SELECTED PASSAGE
#####
Content-Transfer-Encoding: quoted-printable
MIME-Version: 1.0
X-PMX-Version: 5.6.1.2065439, Antispam-Engine: 2.7.2.376379, Antispam-Data: 2013.2.13.61522
Cc: "draft-ietf-intarea-nat-reveal-analysis@tools.ietf.org" <draft-ietf-intarea-nat-reveal-analysis@tools.ietf.org>, "int-area@ietf.org" <int-area@ietf.org>
Subject: Re: [Int-area] AD evaluation: draft-ietf-intarea-nat-reveal-analysis
X-BeenThere: int-area@ietf.org
X-Mailman-Version: 2.1.12
Precedence: list
List-Id: IETF Internet Area Mailing List <int-area.ietf.org>
List-Unsubscribe: <https://www.ietf.org/mailman/options/int-area>, <mailto:int-area-request@ietf.org?subject=unsubscribe>
List-Archive: <http://www.ietf.org/mail-archive/web/int-area>
List-Post: <mailto:int-area@ietf.org>
List-Help: <mailto:int-area-request@ietf.org?subject=help>
List-Subscribe: <https://www.ietf.org/mailman/listinfo/int-area>, <mailto:int-area-request@ietf.org?subject=subscribe>
X-List-Received-Date: Wed, 13 Feb 2013 16:12:19 -0000

Re-,

Please see inline.

Cheers,
Med

>-----Message d'origine-----
>De : Brian Haberman [mailto:brian@innovationslab.net]
>Envoyé : mercredi 13 février 2013 16:04
>À : BOUCADAIR Mohamed OLNC/OLN
>Cc : int-area@ietf.org;
>draft-ietf-intarea-nat-reveal-analysis@tools.ietf.org
>Objet : Re: [Int-area] AD evaluation:
>draft-ietf-intarea-nat-reveal-analysis
>
>On 2/12/13 5:34 AM, mohamed.boucadair@orange.com wrote:
>> Dear Brian,
>>
>> Many thanks for the detailed review.
>>
>> Please see inline.
>>
>> Cheers, Med
>>
>>> -----Message d'origine----- De : int-area-bounces@ietf.org
>>> [mailto:int-area-bounces@ietf.org] De la part de Brian Haberman
>>> Envoyé : lundi 11 février 2013 22:12 À : int-area@ietf.org;
>>> draft-ietf-intarea-nat-reveal-analysis@tools.ietf.org Objet :
>>> [Int-area] AD evaluation: draft-ietf-intarea-nat-reveal-analysis
>>>
>>> All, I have completed my AD evaluation for the above draft and
>>> have some feedback for the group.  I will focus on the substantive
>>> comments for the time being since some of them may result in
>>> re-written text in places.  I will follow up with the document
>>> authors on editorial nits and such at a later time.
#####
RECORDED INFORMATION

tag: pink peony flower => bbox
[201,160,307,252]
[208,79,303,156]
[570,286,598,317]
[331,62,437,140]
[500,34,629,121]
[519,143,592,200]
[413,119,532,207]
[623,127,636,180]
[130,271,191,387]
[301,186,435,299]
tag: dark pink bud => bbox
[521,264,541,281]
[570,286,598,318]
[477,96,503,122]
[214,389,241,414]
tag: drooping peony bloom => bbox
#####
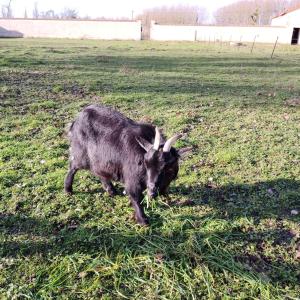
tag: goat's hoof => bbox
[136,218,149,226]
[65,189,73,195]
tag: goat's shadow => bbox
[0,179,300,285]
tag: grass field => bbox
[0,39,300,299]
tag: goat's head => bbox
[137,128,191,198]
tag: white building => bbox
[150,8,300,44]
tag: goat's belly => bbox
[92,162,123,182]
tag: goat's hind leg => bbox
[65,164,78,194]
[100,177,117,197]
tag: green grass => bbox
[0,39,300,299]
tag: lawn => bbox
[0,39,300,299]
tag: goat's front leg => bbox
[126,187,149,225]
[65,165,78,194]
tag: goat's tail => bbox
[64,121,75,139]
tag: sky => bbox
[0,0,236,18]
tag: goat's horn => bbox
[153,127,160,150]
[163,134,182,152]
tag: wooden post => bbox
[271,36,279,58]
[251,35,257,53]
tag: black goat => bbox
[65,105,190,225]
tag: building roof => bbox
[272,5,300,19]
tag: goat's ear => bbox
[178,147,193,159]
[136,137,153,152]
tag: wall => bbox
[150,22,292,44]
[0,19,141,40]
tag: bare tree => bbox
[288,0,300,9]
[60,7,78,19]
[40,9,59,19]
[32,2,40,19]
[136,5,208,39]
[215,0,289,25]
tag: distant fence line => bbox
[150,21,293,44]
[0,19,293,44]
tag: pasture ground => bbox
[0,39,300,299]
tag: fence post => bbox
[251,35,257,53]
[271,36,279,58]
#####
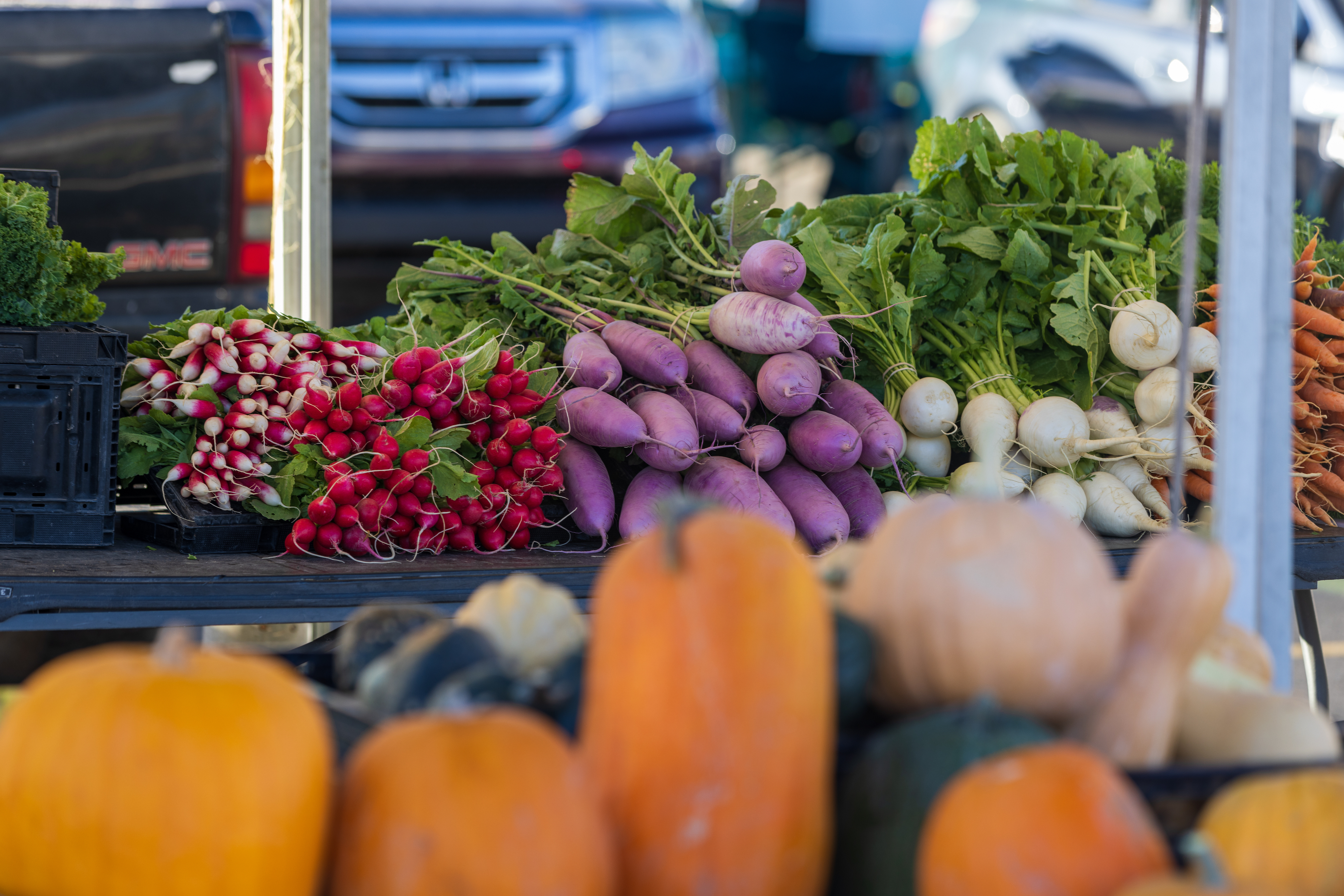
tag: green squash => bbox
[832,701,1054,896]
#####
WRITTEN REQUEST
In the mailing-list message, condense the paragraph that begins "All, I have completed my AD evaluation" into a short bulleted list that keeps its main points.

FULL RESPONSE
- The AD evaluation of the draft is complete, and there is feedback for the group.
- Substantive comments come first, because some may lead to rewritten text in places.
- Editorial nits will be taken up with the document authors later.